**AIM OF THE EXERCISE:** Copy every line of the records below word for word, leaving out the pictures.

**INPUT RECORDS:**
<<<<

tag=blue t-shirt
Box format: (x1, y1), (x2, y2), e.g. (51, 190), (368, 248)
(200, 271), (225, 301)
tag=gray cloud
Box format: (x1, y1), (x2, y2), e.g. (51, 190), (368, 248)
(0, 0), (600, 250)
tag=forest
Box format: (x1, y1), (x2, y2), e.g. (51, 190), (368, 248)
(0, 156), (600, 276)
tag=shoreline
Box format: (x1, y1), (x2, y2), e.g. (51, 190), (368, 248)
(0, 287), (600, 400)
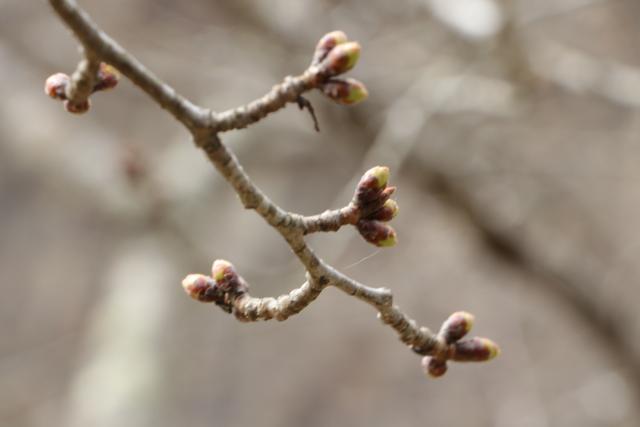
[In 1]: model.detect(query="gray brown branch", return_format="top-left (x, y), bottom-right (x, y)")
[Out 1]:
top-left (49, 0), bottom-right (498, 376)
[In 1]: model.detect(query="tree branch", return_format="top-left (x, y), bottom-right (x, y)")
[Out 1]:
top-left (45, 0), bottom-right (499, 376)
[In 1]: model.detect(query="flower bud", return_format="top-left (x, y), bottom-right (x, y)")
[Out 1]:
top-left (450, 337), bottom-right (500, 362)
top-left (93, 62), bottom-right (120, 92)
top-left (368, 199), bottom-right (400, 222)
top-left (311, 31), bottom-right (347, 65)
top-left (211, 259), bottom-right (248, 293)
top-left (440, 311), bottom-right (473, 344)
top-left (182, 274), bottom-right (223, 302)
top-left (320, 42), bottom-right (360, 77)
top-left (64, 99), bottom-right (91, 114)
top-left (356, 220), bottom-right (398, 247)
top-left (422, 356), bottom-right (447, 378)
top-left (321, 79), bottom-right (369, 105)
top-left (44, 73), bottom-right (69, 100)
top-left (355, 166), bottom-right (389, 206)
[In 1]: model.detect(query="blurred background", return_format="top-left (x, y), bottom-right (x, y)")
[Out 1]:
top-left (0, 0), bottom-right (640, 427)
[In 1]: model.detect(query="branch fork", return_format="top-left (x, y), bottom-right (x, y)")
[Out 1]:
top-left (45, 0), bottom-right (499, 377)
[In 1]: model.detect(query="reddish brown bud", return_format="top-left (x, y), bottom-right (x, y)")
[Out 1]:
top-left (64, 99), bottom-right (91, 114)
top-left (211, 259), bottom-right (248, 293)
top-left (449, 337), bottom-right (500, 362)
top-left (368, 199), bottom-right (400, 222)
top-left (320, 42), bottom-right (360, 77)
top-left (44, 73), bottom-right (69, 100)
top-left (93, 62), bottom-right (120, 92)
top-left (356, 220), bottom-right (398, 247)
top-left (440, 311), bottom-right (473, 344)
top-left (422, 356), bottom-right (447, 378)
top-left (182, 274), bottom-right (217, 302)
top-left (355, 166), bottom-right (389, 206)
top-left (321, 79), bottom-right (369, 105)
top-left (311, 31), bottom-right (347, 65)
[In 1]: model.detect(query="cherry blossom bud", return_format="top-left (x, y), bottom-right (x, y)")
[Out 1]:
top-left (356, 166), bottom-right (389, 205)
top-left (211, 259), bottom-right (248, 293)
top-left (356, 220), bottom-right (398, 247)
top-left (320, 42), bottom-right (360, 77)
top-left (182, 274), bottom-right (222, 302)
top-left (312, 31), bottom-right (347, 65)
top-left (440, 311), bottom-right (474, 344)
top-left (450, 337), bottom-right (500, 362)
top-left (321, 79), bottom-right (369, 105)
top-left (44, 73), bottom-right (69, 100)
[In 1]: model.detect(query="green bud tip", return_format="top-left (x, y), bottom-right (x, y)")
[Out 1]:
top-left (211, 259), bottom-right (234, 282)
top-left (382, 199), bottom-right (400, 219)
top-left (322, 42), bottom-right (360, 76)
top-left (64, 99), bottom-right (91, 114)
top-left (365, 166), bottom-right (389, 188)
top-left (44, 73), bottom-right (69, 100)
top-left (376, 231), bottom-right (398, 248)
top-left (316, 30), bottom-right (347, 51)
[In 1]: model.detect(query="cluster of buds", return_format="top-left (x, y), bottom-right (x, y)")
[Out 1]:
top-left (44, 62), bottom-right (120, 114)
top-left (182, 259), bottom-right (249, 313)
top-left (352, 166), bottom-right (399, 247)
top-left (422, 311), bottom-right (500, 378)
top-left (311, 31), bottom-right (369, 105)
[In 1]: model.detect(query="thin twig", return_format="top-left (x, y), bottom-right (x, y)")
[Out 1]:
top-left (49, 0), bottom-right (498, 375)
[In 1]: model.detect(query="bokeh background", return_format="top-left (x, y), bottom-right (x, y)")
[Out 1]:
top-left (0, 0), bottom-right (640, 427)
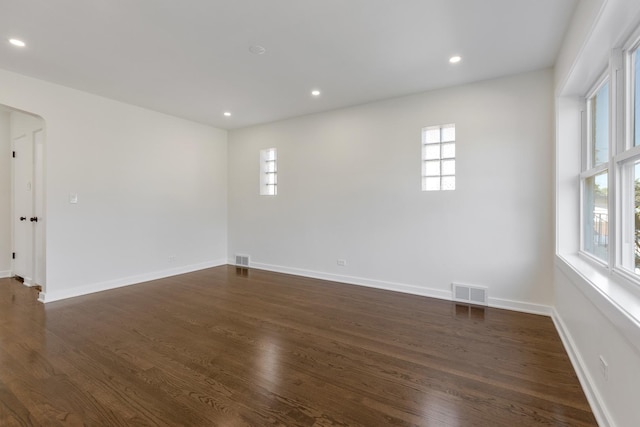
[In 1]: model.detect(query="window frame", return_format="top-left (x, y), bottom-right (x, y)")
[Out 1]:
top-left (578, 28), bottom-right (640, 286)
top-left (421, 123), bottom-right (458, 192)
top-left (260, 147), bottom-right (278, 196)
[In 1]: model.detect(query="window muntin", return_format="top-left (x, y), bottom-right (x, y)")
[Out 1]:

>>>>

**SOLUTION TO THE PROBLEM:**
tag=blue t-shirt
Box format: (x1, y1), (x2, y2), e.g. (51, 190), (368, 248)
(200, 271), (225, 301)
tag=gray cloud
Box format: (x1, y1), (x2, y2), e.g. (51, 190), (368, 248)
(0, 0), (600, 250)
tag=forest
Box format: (x1, y1), (x2, y2), e.g. (51, 190), (368, 248)
(0, 156), (600, 276)
tag=shoreline
Box format: (x1, y1), (x2, y2), e.g. (51, 190), (368, 248)
(0, 287), (600, 400)
[In 1]: model.detect(query="gray brown branch", return_format="top-left (x, y), bottom-right (x, y)")
[Out 1]:
top-left (49, 0), bottom-right (498, 376)
[In 1]: model.detect(query="tree branch", return_format="top-left (x, y), bottom-right (x, y)")
[Out 1]:
top-left (45, 0), bottom-right (499, 376)
[In 1]: model.detect(query="flower bud", return_format="top-left (x, y), bottom-right (x, y)")
[Out 1]:
top-left (450, 337), bottom-right (500, 362)
top-left (93, 62), bottom-right (120, 92)
top-left (368, 199), bottom-right (400, 222)
top-left (311, 31), bottom-right (347, 65)
top-left (211, 259), bottom-right (248, 293)
top-left (440, 311), bottom-right (473, 344)
top-left (182, 274), bottom-right (223, 302)
top-left (320, 42), bottom-right (360, 77)
top-left (64, 99), bottom-right (91, 114)
top-left (356, 220), bottom-right (398, 247)
top-left (422, 356), bottom-right (447, 378)
top-left (321, 79), bottom-right (369, 105)
top-left (44, 73), bottom-right (69, 100)
top-left (355, 166), bottom-right (389, 206)
[In 1]: model.detect(query="blurred background", return_format="top-left (x, y), bottom-right (x, y)")
[Out 1]:
top-left (0, 0), bottom-right (640, 427)
[In 1]: model.detect(query="branch fork", return_format="top-left (x, y), bottom-right (x, y)")
[Out 1]:
top-left (45, 0), bottom-right (499, 377)
[In 1]: model.detect(query="reddish brown bud", return_format="top-left (x, y), bottom-right (x, y)")
[Out 1]:
top-left (64, 99), bottom-right (91, 114)
top-left (211, 259), bottom-right (248, 293)
top-left (449, 337), bottom-right (500, 362)
top-left (368, 199), bottom-right (400, 222)
top-left (320, 42), bottom-right (360, 77)
top-left (44, 73), bottom-right (69, 100)
top-left (93, 62), bottom-right (120, 92)
top-left (356, 220), bottom-right (398, 247)
top-left (440, 311), bottom-right (473, 344)
top-left (422, 356), bottom-right (447, 378)
top-left (182, 274), bottom-right (217, 302)
top-left (355, 166), bottom-right (389, 206)
top-left (321, 79), bottom-right (369, 105)
top-left (311, 31), bottom-right (347, 65)
[In 1]: model.detect(query="cherry blossom bud", return_format="top-left (x, y), bottom-right (x, y)")
[Out 1]:
top-left (356, 166), bottom-right (389, 205)
top-left (211, 259), bottom-right (248, 293)
top-left (356, 220), bottom-right (398, 247)
top-left (320, 42), bottom-right (360, 77)
top-left (182, 274), bottom-right (222, 302)
top-left (312, 31), bottom-right (347, 65)
top-left (440, 311), bottom-right (474, 344)
top-left (450, 337), bottom-right (500, 362)
top-left (321, 79), bottom-right (369, 105)
top-left (44, 73), bottom-right (69, 100)
[In 1]: model.detect(query="green bud tip", return_format="top-left (x, y), bottom-right (x, y)")
[Out 1]:
top-left (211, 259), bottom-right (234, 282)
top-left (382, 199), bottom-right (400, 219)
top-left (322, 42), bottom-right (360, 76)
top-left (64, 99), bottom-right (91, 114)
top-left (365, 166), bottom-right (389, 188)
top-left (44, 73), bottom-right (69, 100)
top-left (376, 231), bottom-right (398, 248)
top-left (316, 30), bottom-right (347, 51)
[In 1]: model.detect(query="cluster of buds", return_format="top-left (x, y), bottom-right (x, y)")
[Out 1]:
top-left (44, 62), bottom-right (120, 114)
top-left (182, 259), bottom-right (249, 313)
top-left (352, 166), bottom-right (399, 247)
top-left (422, 311), bottom-right (500, 378)
top-left (311, 31), bottom-right (369, 105)
[In 1]: model.detect(query="thin twig", return_format="top-left (x, y), bottom-right (x, y)")
[Out 1]:
top-left (49, 0), bottom-right (498, 375)
[In 1]: model.detect(query="bokeh background", return_format="top-left (x, y), bottom-right (x, y)")
[Out 1]:
top-left (0, 0), bottom-right (640, 427)
[In 1]: model.detect(query="window frame", return_format="top-left (x, y), bottom-right (x, y)")
[Out 1]:
top-left (578, 28), bottom-right (640, 286)
top-left (421, 123), bottom-right (458, 192)
top-left (260, 147), bottom-right (278, 196)
[In 1]: model.detect(query="window muntin", return_format="top-left (x, y), bottom-right (x, y)")
[Out 1]:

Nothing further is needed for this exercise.